▶ [Text provided]:
————
# GTFO of my blog Urza



## Samutz (Mar 17, 2008)

When ever I view my blog, or anyone else's, I see 5 of Urza's homebrew posts, one from FAST, and a couple of NDS release posts. Then my blog posts are all the way at the bottom.

According to people on IRC, I'm the only one seeing this.
Already tried using a different skin, logging out, clearing cookies, etc.
It only shows up when I'm logged in.


----------



## JPH (Mar 17, 2008)

It's cuz Urza is fucking 1337


----------



## Destructobot (Mar 17, 2008)

I'm seeing the same thing. The blog pages have "GBAtemp.net -> Portal" as the page title, and all of the items I see on the portal show up before the blog entries.


----------



## Samutz (Mar 17, 2008)

I just figured out the problem. Sort of.
————
▶ [Information provided]:

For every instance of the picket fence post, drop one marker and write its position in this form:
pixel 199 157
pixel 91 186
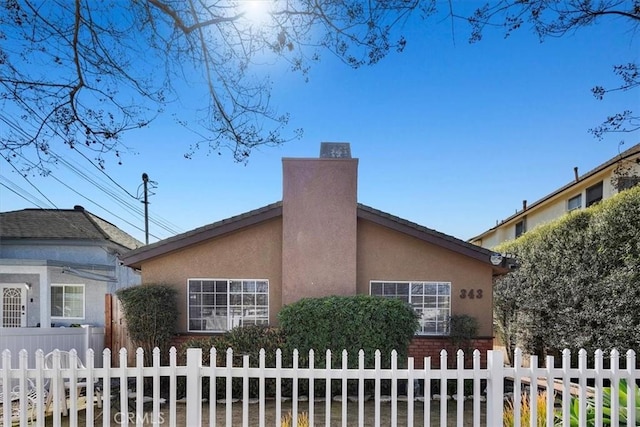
————
▶ [Exercise tasks]:
**1.** From the forum thread, write out the passage that begins at "# GTFO of my" and stops after "at the bottom.", putting "hacking" wherever "homebrew" appears.
**2.** Answer these from the forum thread:
(a) How many of Urza's homebrew posts does Samutz see when viewing a blog?
(b) According to Destructobot, what page title do the blog pages have?
(c) When does the problem show up for Samutz?

▶ [Answer set]:
**1.**
# GTFO of my blog Urza



## Samutz (Mar 17, 2008)

When ever I view my blog, or anyone else's, I see 5 of Urza's hacking posts, one from FAST, and a couple of NDS release posts. Then my blog posts are all the way at the bottom.

**2.**
(a) 5
(b) "GBAtemp.net -> Portal"
(c) Only when Samutz is logged in.